● **Instructions for the task**:
Rewrite all of the records below, changing each "marker" to "dot" and leaving everything else as it is. Omit the pictures from your answer.

(Rows from a dataset)
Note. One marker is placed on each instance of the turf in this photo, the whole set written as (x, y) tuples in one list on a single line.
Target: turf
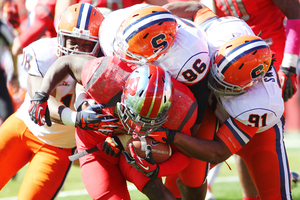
[(226, 187)]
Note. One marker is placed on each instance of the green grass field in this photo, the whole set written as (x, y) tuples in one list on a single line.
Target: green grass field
[(225, 187)]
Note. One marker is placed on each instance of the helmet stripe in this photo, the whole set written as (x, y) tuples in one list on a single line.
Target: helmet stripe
[(239, 52), (159, 94), (150, 108), (145, 22), (84, 16)]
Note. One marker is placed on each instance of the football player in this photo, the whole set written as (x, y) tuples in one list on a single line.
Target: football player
[(103, 79), (47, 147), (151, 34), (246, 98)]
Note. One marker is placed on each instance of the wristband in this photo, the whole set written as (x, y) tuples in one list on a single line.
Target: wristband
[(292, 44), (80, 98), (289, 60), (83, 97), (68, 116)]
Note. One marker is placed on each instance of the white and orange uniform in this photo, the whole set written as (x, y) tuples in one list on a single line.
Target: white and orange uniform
[(46, 148), (103, 79), (187, 60), (252, 123)]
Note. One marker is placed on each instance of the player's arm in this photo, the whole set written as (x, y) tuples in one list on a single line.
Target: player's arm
[(186, 9), (61, 69), (40, 88), (287, 72), (230, 138), (33, 83)]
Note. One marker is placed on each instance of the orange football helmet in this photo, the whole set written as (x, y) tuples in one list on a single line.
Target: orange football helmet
[(146, 99), (82, 21), (145, 35), (239, 64)]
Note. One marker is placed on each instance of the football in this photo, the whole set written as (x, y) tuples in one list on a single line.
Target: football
[(160, 151)]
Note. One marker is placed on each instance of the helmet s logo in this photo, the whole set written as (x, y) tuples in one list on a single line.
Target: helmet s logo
[(158, 42), (257, 72)]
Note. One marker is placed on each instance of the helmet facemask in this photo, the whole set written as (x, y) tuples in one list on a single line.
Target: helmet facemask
[(146, 100), (137, 124), (80, 22), (239, 64), (61, 41)]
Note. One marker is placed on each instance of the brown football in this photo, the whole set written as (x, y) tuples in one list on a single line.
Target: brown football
[(160, 151)]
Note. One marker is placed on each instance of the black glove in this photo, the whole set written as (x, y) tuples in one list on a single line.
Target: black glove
[(163, 135), (145, 165), (92, 118), (39, 108), (289, 82), (113, 146)]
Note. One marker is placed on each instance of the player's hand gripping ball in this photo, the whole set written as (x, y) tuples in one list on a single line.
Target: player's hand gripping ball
[(160, 151)]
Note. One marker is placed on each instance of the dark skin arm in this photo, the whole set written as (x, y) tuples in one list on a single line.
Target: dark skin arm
[(212, 151)]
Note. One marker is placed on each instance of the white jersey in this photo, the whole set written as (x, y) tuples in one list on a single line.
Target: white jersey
[(38, 57), (261, 106), (187, 60)]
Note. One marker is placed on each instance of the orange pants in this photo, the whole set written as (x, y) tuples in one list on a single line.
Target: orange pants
[(264, 155), (48, 166)]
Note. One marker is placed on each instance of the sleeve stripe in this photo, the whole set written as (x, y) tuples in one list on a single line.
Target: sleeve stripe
[(241, 136)]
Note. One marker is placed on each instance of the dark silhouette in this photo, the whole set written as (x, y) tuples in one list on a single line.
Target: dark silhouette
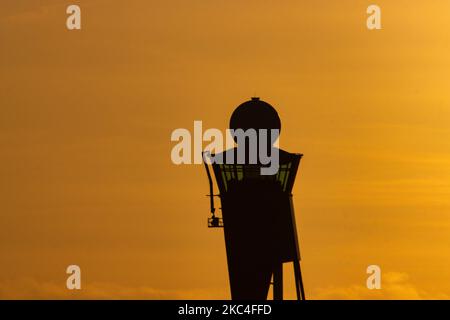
[(258, 214)]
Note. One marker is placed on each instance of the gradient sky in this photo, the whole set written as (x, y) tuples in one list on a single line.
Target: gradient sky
[(86, 118)]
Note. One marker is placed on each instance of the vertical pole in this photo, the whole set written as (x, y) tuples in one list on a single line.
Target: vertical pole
[(278, 282), (299, 281)]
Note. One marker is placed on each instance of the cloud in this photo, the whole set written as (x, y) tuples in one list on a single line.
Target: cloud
[(395, 286), (41, 290)]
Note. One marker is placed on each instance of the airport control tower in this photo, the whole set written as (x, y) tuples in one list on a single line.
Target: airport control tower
[(257, 212)]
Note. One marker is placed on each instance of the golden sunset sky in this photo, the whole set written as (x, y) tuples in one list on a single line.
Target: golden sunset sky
[(86, 118)]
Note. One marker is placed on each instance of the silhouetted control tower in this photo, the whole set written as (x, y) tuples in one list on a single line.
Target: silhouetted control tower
[(257, 213)]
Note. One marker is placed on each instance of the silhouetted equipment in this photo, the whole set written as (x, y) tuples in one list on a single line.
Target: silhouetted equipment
[(258, 214)]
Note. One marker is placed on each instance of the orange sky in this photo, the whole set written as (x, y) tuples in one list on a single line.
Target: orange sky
[(86, 118)]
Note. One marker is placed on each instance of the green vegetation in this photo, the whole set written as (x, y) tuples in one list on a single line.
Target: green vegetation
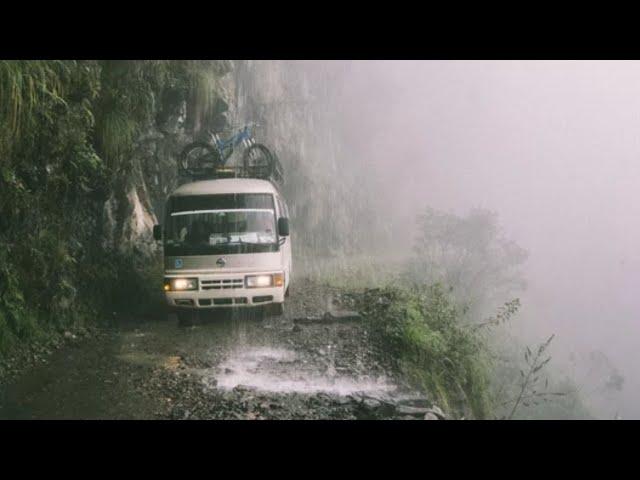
[(419, 334), (68, 130)]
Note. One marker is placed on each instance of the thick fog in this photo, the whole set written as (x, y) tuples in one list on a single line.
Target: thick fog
[(552, 147)]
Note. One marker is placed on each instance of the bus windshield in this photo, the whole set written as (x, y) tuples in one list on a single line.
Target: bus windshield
[(250, 227)]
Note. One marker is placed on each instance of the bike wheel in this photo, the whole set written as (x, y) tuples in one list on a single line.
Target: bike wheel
[(198, 158), (258, 161)]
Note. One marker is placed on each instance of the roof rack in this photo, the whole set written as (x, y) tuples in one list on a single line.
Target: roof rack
[(273, 173)]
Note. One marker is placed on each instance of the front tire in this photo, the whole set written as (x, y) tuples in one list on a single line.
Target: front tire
[(199, 158)]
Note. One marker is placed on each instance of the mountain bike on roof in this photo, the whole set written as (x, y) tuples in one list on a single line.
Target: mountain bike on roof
[(204, 159)]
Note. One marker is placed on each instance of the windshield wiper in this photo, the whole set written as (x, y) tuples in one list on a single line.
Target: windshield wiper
[(242, 242)]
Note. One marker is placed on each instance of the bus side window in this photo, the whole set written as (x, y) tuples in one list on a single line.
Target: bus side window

● **Solution for this task**:
Note. One dot is placed on each instance of the turf in this photo, the whole set written as (x, y) tuples in one list on a single line.
Target: turf
[(226, 187)]
Note. One dot is placed on each instance of the green grass field in this photo, the whole set written as (x, y) tuples in one list on a single line.
Target: green grass field
[(225, 187)]
Note. One dot is placed on each instance of the helmet stripe in this photo, the whole set written as (x, y) tuples in one list on a single line.
Target: helmet stripe
[(239, 52), (159, 94), (150, 108), (145, 22), (84, 16)]
Note. One dot is placed on each instance of the football player in this photo, the whole set written as (x, y) tuples in one list on a single line.
Target: football player
[(103, 79), (47, 147), (151, 34), (246, 98)]
Note. One dot is placed on each instance of the wristband in this photo, the whole set written as (x, y) tuples in one list on a single line.
Target: wristband
[(292, 44), (80, 98), (289, 60), (83, 97), (68, 116)]
Note. One dot is placed on each instance of the white and orange uniform in this photo, the whole set written as (x, y) tuples in one list on a single line.
Target: white and orange uniform
[(46, 148), (103, 79), (187, 60), (252, 123)]
Note. One dot is placed on each instance of the player's arm in this photo, the whole set written as (x, y) tuples in one list on a single line.
Target: player's arm
[(186, 9), (61, 69), (40, 88), (287, 72), (230, 138), (33, 83)]
Note. One dot is placed on each instance of the orange football helmet in this photo, the whole set written as (x, y) tuples in one list on a single line.
Target: orange football helmet
[(146, 99), (82, 21), (145, 35), (239, 64)]
Note. One dot is placed on each instance of the football in this photo, the whole set written as (x, y) tuples in one list on a single line.
Target: football
[(160, 151)]
Note. One dot is placed on each instance of the helmet s logo in this photo, the whole set written as (x, y) tuples in one list on a single line.
Target: helmet s logo
[(158, 42), (257, 72)]
Note. One dot is placed on each instance of the helmet facemask in this photo, the whole set written as (x, y) tuples in one list on a single line.
Target: helmet facemask
[(146, 100), (137, 124), (80, 22), (239, 64), (61, 41)]
Note. One dot is placed on each instance of the brown football in this photo, the whole set written as (x, y) tuples in one list on a single line.
Target: brown football
[(160, 151)]
Note. One dot is placed on each instance of the black glove in this photo, the whole set written as (x, y) tuples in one list on a single line.
Target: black glove
[(163, 135), (145, 165), (92, 118), (39, 108), (289, 82), (113, 146)]
Note. One dot is placed on each instance of the player's hand gripping ball in this photo, the whole set written as (x, y) tuples in one list on a single line.
Target: player's hand gripping ball
[(160, 151)]
Note. One dot is placed on each instance of the dark skin arm in this photo, the whole set written as (x, y) tuples in one list on a single line.
Target: dark skin arm
[(212, 151)]
Note. One dot is placed on each instance of the white jersey in this photo, the whole set written as (x, y) tuples in one list on a single line.
Target: white jersey
[(38, 57), (261, 106), (187, 60)]
Note. One dot is placed on each instance of the orange pants in this photo, the whole set written as (x, y) tuples in one list on a single line.
Target: orange pants
[(264, 155), (48, 166)]
Note. One dot is placed on each instance of the sleeve stripe in this photo, the whole set written as (x, y) tuples in one list on a single line.
Target: sleeve stripe
[(241, 136)]
Note. One dot is placed on each instance of the dark silhouette in this photo, the whole set written as (x, y) tuples in one list on a single line.
Target: dark silhouette
[(258, 214)]
Note. One dot is placed on each instance of the gradient sky in this photo, the whole set written as (x, y) tuples in one list on a single line.
Target: gradient sky
[(86, 118)]
Note. One dot is placed on each instance of the vertical pole in this photo, the whole set written as (x, y) tuples in one list on a single line.
Target: vertical pole
[(278, 282), (299, 281)]
Note. One dot is placed on each instance of the cloud in this photo, the whole set written as (x, y) tuples in one list on a single line.
Target: cloud
[(395, 286), (41, 290)]
Note. One dot is placed on each instance of the airport control tower in this photo, the whole set written as (x, y) tuples in one list on a single line.
Target: airport control tower
[(257, 212)]
Note. One dot is placed on each instance of the golden sunset sky in this photo, the whole set written as (x, y) tuples in one list on a single line.
Target: golden sunset sky
[(86, 118)]
Note. One dot is placed on each instance of the silhouetted control tower in this photo, the whole set written as (x, y) tuples in one list on a single line.
Target: silhouetted control tower
[(257, 213)]
Note. One dot is placed on each instance of the silhouetted equipment in this photo, the whole set written as (x, y) tuples in one list on a single line.
Target: silhouetted equipment
[(258, 214)]
Note. One dot is placed on each instance of the orange sky in this photo, the whole set written as (x, y) tuples in one list on a single line.
Target: orange sky
[(86, 118)]
Note. One dot is placed on each instance of the green vegetation in this photo, the whole set written as (x, y) tuples in one list on a single line.
Target: green vegetation
[(419, 334), (68, 130)]
Note. One dot is placed on each instance of the thick fog in this photo, the whole set written as (x, y) tuples in one list on a single line.
Target: thick fog
[(552, 147)]
Note. One dot is placed on each instance of the bus windshield in this photo, the whole set written as (x, y) tuples in one list on a single line.
Target: bus windshield
[(250, 227)]
Note. One dot is placed on each instance of the bike wheel in this photo, the whole set written as (x, y) tuples in one list on a single line.
Target: bike wheel
[(198, 158), (258, 161)]
Note. One dot is placed on each instance of the roof rack in this photo, the whole set written as (x, y) tuples in one list on a single line.
Target: roof rack
[(273, 173)]
Note. One dot is placed on each instance of the front tire in this photo, the whole set written as (x, y) tuples in one list on a single line.
Target: front tire
[(199, 158)]
Note. One dot is placed on each instance of the mountain bike on roof in this photo, the whole set written as (x, y) tuples in one list on a single line.
Target: mountain bike on roof
[(204, 159)]
Note. One dot is placed on each instance of the windshield wiper in this photo, the whole set written as (x, y) tuples in one list on a single line.
Target: windshield wiper
[(242, 242)]
Note. One dot is placed on each instance of the bus side window in this photo, the whole set written as (x, y) tuples in one list on a single line.
Target: bus side window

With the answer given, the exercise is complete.